▶ _Data supplied_:
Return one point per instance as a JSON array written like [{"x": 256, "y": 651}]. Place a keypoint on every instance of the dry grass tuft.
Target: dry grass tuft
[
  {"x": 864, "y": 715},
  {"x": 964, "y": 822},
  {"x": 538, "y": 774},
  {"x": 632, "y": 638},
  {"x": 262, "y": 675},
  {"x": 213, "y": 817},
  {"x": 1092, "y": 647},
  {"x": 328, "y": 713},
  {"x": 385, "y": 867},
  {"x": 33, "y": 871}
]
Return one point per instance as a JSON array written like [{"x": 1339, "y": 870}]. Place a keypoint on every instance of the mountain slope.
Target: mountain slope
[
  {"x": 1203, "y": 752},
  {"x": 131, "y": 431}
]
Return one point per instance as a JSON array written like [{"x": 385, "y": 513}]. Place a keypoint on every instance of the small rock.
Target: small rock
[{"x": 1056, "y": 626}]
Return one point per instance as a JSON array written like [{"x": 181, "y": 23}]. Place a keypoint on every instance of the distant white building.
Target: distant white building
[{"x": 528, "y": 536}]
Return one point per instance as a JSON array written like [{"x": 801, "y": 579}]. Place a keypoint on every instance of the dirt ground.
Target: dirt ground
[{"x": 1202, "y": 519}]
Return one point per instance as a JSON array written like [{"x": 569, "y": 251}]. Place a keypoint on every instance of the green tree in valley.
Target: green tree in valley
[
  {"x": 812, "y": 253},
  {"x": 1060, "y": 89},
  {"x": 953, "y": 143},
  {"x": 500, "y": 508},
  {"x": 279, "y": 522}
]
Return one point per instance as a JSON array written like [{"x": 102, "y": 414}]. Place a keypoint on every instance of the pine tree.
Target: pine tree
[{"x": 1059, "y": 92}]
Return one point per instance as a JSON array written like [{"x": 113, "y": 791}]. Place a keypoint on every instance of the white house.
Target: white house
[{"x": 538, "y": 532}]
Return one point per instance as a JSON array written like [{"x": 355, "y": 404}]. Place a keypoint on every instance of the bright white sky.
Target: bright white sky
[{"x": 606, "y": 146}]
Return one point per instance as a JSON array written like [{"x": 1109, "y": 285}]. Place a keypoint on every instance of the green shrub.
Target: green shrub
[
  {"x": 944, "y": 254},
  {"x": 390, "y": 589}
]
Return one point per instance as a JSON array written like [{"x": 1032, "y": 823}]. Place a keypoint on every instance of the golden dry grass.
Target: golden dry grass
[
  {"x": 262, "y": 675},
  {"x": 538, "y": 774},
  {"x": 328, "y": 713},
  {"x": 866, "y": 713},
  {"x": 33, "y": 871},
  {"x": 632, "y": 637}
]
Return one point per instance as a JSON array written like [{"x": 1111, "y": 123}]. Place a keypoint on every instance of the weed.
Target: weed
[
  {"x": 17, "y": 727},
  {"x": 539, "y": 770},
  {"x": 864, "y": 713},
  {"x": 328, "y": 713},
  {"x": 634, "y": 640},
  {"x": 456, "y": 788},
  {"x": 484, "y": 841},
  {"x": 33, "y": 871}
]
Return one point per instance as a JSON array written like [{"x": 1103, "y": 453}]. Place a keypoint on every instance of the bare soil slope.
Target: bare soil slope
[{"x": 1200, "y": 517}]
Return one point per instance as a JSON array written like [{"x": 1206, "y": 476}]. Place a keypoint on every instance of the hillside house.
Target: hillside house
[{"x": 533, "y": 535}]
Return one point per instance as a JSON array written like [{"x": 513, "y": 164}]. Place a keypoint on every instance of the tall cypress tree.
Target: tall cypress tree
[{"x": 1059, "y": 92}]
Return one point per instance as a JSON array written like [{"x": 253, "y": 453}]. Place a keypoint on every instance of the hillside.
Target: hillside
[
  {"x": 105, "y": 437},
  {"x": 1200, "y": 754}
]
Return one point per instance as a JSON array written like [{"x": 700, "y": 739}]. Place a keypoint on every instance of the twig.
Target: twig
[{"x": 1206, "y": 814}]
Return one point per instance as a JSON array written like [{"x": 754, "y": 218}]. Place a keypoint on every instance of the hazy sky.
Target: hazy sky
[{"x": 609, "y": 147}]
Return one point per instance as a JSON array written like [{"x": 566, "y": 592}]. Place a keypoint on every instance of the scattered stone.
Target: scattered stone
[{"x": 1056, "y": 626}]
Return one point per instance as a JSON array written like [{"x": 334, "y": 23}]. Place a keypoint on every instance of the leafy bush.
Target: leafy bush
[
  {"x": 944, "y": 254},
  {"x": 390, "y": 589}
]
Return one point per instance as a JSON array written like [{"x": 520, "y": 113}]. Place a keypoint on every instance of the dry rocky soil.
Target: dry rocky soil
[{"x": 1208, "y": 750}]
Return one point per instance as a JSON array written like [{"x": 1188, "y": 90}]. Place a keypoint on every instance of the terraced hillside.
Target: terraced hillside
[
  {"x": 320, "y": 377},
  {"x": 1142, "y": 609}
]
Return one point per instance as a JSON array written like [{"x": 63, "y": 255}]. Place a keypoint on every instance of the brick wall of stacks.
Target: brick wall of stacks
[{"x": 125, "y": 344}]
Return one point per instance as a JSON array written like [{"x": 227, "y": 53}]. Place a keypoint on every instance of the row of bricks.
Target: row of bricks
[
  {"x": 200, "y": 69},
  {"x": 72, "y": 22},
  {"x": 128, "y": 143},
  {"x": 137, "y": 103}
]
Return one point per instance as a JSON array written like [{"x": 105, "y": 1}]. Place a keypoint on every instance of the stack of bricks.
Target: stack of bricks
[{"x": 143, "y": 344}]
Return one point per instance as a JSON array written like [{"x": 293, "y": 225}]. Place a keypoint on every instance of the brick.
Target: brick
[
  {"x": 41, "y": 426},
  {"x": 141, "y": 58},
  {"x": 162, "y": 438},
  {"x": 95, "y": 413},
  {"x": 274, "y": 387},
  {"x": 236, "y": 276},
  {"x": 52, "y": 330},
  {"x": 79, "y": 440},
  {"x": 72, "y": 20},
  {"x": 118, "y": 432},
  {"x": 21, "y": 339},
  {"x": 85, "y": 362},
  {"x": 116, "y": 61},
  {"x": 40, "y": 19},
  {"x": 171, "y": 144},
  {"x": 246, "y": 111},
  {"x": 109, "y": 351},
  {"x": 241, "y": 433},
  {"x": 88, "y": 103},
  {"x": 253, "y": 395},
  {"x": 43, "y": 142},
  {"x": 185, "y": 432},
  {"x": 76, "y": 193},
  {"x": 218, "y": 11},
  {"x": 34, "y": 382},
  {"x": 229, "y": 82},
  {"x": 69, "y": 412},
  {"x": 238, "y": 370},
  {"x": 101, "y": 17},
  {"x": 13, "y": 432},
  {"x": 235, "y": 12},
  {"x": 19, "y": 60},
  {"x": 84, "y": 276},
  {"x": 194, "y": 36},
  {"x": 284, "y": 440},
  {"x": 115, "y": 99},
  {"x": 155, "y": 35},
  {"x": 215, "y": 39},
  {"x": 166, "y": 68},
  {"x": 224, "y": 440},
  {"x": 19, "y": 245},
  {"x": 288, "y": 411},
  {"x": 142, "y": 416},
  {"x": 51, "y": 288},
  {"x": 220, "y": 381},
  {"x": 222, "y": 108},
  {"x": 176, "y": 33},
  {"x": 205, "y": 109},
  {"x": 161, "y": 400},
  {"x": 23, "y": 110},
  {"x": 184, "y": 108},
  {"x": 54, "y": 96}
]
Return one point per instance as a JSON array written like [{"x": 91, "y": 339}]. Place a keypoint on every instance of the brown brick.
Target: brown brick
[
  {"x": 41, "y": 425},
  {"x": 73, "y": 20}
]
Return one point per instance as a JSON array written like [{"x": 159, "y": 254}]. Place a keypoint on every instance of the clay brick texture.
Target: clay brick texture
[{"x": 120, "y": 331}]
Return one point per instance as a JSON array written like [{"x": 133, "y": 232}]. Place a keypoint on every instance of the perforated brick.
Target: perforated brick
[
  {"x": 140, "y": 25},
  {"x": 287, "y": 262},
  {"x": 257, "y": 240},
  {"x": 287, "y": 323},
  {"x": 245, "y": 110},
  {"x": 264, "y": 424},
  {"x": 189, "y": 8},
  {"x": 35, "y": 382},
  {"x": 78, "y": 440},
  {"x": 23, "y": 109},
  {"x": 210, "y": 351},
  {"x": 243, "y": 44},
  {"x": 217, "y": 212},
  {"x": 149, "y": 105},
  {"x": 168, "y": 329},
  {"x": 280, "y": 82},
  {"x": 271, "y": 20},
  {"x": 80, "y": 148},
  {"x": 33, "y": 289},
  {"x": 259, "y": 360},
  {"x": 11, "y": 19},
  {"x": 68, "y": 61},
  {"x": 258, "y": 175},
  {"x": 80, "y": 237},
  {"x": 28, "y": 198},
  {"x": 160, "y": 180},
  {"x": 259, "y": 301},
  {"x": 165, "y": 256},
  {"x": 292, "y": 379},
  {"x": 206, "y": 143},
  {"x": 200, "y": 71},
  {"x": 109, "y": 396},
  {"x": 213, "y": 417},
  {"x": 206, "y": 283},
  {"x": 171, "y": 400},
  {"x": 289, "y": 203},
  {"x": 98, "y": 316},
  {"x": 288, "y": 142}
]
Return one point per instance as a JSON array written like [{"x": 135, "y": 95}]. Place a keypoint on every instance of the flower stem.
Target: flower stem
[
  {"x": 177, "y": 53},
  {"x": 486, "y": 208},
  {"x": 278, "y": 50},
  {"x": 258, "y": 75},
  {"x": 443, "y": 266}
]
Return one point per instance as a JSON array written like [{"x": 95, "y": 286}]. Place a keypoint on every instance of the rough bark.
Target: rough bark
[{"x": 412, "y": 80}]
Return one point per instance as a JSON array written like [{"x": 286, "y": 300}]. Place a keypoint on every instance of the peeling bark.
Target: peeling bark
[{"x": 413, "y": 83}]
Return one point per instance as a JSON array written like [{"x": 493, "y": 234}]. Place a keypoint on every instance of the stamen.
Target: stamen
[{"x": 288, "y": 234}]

▶ _Directions_:
Look through the entries above and quote exactly the lines from the line with "the small rock." to the line with "distant white building.", counting both of those lines.

▶ _Exercise output_:
Return one point per instance as a JSON array written like [{"x": 385, "y": 513}]. Place a keypoint on every instance of the small rock.
Target: small rock
[{"x": 1056, "y": 626}]
Return one point per instance as a JSON array written like [{"x": 181, "y": 23}]. Place a keypoint on every instance of the distant white building.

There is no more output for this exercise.